Source extract:
This is a simple and effective way to achieve a professional
presentation and result without paying the high price. Featured in
CAI Cameras basic portrait seminar, the same setup and principles
may be applied with different brands or models of studio lights.
Studio expert Ron Jung recommends JTL Versalight series (monolights)
for beginners or serious enthusiasts, and Speedotron Blackline
series for pro and experienced photographers.
Equipment Overview
Main light- For single or couple portrait, a 200ws to
300ws strobe flash is sufficient. For bigger studio or bigger group,
consider higher power units. Mounted with a rectangular softbox in
vertical orientation. Softbox size is usually the bigger, the
softer. A popular choice is 48"x32". The light stand should be
telescopic so the height can be adjusted depending on the subject's
height. Usually an 8' stand is preferred. The main light is slightly
above subject's eye level. Move to the side for more contrast on the
facial features, or move towards the front for flatter lighting.
Fill light- Usually the same model as the main light, but
dialed down. The ratio could be 1:2 or 1:3. An easy way to determine
the fill light setting is to set it the same as the main light, but
place the light twice or triple time the distance away from the
subject. Softbox used on the fill light can be smaller, such as
24"x24" square size. Fill light should be placed to fill in the
shadow created by the main light. Use the modeling lamp to decide
the angle to place the fill light.
Backlight- (behind the subject, not shown in the picture.)

Data for this exercise:
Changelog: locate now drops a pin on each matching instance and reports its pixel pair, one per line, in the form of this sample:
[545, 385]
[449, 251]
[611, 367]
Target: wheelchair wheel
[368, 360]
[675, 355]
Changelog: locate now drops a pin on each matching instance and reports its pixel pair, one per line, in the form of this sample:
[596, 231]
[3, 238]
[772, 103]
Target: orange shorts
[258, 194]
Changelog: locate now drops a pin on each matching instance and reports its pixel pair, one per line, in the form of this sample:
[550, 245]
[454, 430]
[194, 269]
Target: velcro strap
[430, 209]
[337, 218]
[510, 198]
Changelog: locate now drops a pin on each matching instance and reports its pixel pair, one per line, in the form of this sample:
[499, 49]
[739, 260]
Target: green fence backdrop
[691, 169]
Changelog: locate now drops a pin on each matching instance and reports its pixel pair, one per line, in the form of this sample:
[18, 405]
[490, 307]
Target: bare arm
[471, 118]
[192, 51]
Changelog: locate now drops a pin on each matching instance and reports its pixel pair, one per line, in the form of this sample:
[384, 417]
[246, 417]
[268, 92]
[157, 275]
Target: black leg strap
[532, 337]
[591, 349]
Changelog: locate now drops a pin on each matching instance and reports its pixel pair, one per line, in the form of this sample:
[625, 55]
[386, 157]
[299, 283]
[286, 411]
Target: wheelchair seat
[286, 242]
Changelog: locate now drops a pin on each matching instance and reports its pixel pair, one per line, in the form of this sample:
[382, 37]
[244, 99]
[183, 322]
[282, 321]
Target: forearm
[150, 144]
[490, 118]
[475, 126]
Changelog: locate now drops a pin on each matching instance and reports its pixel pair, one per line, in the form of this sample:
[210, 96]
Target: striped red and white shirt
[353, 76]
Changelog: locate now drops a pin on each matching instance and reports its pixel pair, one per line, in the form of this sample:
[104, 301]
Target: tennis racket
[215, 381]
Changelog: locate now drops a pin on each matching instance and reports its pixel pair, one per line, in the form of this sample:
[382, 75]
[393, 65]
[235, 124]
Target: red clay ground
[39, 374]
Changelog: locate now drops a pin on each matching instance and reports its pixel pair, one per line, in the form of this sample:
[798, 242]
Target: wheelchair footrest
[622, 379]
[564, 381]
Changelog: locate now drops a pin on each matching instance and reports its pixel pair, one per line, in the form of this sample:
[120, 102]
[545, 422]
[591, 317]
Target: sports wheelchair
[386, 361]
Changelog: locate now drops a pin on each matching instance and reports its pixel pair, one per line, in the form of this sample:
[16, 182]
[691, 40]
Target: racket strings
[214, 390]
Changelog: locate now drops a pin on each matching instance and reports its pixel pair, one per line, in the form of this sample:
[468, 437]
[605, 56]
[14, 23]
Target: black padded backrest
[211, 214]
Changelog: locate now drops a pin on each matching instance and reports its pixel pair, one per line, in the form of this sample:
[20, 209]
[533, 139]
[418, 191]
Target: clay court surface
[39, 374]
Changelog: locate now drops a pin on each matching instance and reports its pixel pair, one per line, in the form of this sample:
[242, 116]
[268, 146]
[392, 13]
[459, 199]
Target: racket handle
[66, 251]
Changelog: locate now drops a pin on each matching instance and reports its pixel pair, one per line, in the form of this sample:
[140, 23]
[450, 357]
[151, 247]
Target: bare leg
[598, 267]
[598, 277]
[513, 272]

Given instruction A:
Rewrite the lighting text from "Equipment Overview" up to and including "for flatter lighting.", putting "lighting stand" in place of "light stand".
Given instruction B:
Copy out each line of the records in which the string "clay" appears.
The lighting text and the records were drawn from unrelated sources.

Result A:
Equipment Overview
Main light- For single or couple portrait, a 200ws to
300ws strobe flash is sufficient. For bigger studio or bigger group,
consider higher power units. Mounted with a rectangular softbox in
vertical orientation. Softbox size is usually the bigger, the
softer. A popular choice is 48"x32". The lighting stand should be
telescopic so the height can be adjusted depending on the subject's
height. Usually an 8' stand is preferred. The main light is slightly
above subject's eye level. Move to the side for more contrast on the
facial features, or move towards the front for flatter lighting.

Result B:
Target: red clay ground
Target: clay court surface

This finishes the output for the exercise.